» Extract to read
= Beginning of Section =

[I:http://martialarts.surrey-sussex.co.uk/wp-content/uploads/2011/07/AlCase37.jpg]My official beginning in the martial arts was back in the late sixties. I walked into an Ed Parker Chinese Kenpo Dojo, signed up, and I began learning Martial Arts. The truth, however, is that I had been getting free Karate Lessons for a long time before that.
They weren’t much, as far as lessons went, but they did the trick. They kept me interested and happy. After all, they were the best type of conditioning, they were a good way to learn I could handle the bullies, and they were fun.
The first thing that caught my interest was knuckle conditioning. We used to knock our knuckles on walls and fences and boxes and anything that got in our way. That resulted in a lifelong interest in good conditioning, different types of punches, and a desire to have the hardest punch I could have.
The second thing I found fascinating was simple arm bars. This was good, as simple things always work better than complex things. To this day I take the trickiest of martial arts techniques and look for the simplest way of making them work.
The third thing I gleaned had to do with learning how to use the different parts of the body. I analyzed feet, hands, arms, legs, how the joints worked, the spine, everything I could. I even read large and heavy medical books trying to understand the strengths and weaknesses of the various body parts.

= End of Section =

» Task 1
Answer these from the martial arts passage:
(a) What kind of dojo did the writer walk into in the late sixties?
(b) What did the writer knock the knuckles on?
(c) What did the writer read to understand the strengths and weaknesses of body parts?
» Task 2
Please print the martial arts passage starting with "The second thing" and going on through "making them work.".
The listing after this has nothing to do with the martial arts passage.

» Data shown

= Beginning of Section =

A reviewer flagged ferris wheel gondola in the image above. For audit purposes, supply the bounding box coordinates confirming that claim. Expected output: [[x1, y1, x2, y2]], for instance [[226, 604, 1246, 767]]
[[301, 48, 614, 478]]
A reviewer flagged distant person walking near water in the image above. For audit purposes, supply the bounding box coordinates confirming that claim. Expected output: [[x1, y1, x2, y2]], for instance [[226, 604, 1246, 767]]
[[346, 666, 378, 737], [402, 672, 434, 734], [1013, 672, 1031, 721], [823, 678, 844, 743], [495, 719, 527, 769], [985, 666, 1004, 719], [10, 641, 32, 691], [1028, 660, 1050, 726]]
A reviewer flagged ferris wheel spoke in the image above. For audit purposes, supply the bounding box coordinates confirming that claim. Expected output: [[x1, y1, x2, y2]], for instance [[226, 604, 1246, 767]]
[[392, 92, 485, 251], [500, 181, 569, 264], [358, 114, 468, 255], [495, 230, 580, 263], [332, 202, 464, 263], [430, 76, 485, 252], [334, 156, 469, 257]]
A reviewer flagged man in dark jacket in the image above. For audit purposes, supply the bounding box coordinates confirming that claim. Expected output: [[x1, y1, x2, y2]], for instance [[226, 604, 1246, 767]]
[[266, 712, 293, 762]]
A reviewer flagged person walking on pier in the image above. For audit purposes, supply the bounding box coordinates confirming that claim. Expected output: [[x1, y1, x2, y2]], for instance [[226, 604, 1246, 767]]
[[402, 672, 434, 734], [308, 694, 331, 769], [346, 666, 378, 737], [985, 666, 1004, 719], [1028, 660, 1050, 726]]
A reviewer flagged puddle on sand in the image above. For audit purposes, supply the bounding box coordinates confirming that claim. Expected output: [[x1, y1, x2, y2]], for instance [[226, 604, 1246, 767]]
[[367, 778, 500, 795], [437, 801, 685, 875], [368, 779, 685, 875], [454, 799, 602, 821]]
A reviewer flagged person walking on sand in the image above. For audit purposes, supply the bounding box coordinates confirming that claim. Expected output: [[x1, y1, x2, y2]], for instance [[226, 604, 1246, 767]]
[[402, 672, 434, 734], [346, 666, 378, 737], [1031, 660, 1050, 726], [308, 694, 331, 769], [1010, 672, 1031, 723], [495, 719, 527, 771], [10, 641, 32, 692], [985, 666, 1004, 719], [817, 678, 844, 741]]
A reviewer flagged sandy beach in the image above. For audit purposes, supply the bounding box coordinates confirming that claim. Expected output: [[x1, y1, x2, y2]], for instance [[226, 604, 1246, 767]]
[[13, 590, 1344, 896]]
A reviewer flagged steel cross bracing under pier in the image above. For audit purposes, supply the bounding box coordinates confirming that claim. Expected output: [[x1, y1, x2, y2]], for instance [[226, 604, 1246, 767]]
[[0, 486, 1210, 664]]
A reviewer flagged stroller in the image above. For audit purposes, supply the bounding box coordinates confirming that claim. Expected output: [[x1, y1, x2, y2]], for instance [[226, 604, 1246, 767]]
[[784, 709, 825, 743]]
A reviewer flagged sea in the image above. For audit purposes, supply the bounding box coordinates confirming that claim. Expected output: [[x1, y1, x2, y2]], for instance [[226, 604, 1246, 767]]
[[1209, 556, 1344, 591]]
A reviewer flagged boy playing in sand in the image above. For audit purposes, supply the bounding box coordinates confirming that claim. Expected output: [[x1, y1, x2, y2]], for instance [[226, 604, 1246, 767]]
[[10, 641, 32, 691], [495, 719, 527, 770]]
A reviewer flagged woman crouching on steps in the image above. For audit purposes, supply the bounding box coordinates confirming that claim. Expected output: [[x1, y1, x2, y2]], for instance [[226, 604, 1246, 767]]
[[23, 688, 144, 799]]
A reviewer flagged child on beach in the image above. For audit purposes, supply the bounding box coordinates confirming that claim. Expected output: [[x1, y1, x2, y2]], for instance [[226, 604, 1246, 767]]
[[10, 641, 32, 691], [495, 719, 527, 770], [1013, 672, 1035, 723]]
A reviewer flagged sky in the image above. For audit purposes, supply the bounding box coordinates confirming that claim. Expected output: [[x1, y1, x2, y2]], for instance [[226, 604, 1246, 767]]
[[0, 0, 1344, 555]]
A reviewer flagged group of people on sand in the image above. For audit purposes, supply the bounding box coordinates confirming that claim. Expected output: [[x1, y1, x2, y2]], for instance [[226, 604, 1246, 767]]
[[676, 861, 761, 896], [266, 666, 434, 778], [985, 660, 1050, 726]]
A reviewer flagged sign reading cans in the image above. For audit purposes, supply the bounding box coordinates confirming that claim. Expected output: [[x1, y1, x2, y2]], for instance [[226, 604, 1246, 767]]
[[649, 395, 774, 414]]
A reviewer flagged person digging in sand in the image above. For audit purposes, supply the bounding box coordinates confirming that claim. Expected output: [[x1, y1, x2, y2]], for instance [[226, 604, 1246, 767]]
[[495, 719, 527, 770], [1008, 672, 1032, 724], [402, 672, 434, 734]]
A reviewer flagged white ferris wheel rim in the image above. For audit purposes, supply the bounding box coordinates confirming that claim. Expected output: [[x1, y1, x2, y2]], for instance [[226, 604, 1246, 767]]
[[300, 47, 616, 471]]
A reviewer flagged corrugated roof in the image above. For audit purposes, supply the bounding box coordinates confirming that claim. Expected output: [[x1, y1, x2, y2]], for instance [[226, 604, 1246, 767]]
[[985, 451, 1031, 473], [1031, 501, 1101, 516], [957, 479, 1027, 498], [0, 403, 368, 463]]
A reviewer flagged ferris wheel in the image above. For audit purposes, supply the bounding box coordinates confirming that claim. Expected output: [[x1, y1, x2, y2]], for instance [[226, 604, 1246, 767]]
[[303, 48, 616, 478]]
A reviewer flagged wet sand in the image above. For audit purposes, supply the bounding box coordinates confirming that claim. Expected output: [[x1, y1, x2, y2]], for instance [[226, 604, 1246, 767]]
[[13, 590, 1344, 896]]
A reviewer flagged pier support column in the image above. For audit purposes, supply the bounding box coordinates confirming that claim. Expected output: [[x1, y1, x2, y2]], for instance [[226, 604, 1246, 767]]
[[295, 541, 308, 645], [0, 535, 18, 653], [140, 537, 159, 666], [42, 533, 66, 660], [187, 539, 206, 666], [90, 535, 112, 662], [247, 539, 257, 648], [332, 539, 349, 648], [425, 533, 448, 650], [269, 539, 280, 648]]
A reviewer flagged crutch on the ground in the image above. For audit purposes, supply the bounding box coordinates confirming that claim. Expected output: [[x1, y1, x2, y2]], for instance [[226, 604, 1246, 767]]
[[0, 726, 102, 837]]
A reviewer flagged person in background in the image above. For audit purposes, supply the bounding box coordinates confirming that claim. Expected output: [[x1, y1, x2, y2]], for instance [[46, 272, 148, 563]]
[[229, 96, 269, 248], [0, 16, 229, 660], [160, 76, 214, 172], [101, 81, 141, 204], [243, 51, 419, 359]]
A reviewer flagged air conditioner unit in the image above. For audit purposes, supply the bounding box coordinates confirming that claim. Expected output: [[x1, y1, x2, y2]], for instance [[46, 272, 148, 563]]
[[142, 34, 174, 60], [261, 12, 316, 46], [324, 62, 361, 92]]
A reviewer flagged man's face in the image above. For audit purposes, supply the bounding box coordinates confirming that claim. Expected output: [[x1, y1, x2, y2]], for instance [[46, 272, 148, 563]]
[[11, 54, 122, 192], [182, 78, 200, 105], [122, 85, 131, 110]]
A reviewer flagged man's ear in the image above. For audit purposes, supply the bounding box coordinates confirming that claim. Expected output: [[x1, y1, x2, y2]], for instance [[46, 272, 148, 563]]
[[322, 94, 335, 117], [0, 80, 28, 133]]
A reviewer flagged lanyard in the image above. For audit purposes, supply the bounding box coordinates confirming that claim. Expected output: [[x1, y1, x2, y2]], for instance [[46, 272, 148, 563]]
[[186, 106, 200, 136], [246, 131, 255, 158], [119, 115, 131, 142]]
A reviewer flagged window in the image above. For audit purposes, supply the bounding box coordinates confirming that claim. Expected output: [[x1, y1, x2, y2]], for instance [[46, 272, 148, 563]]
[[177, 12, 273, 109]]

= End of Section =

» Written reply 1
(a) An Ed Parker Chinese Kenpo Dojo.
(b) Walls, fences, boxes and anything that got in the way.
(c) Large and heavy medical books.

» Written reply 2
The second thing I found fascinating was simple arm bars. This was good, as simple things always work better than complex things. To this day I take the trickiest of martial arts techniques and look for the simplest way of making them work.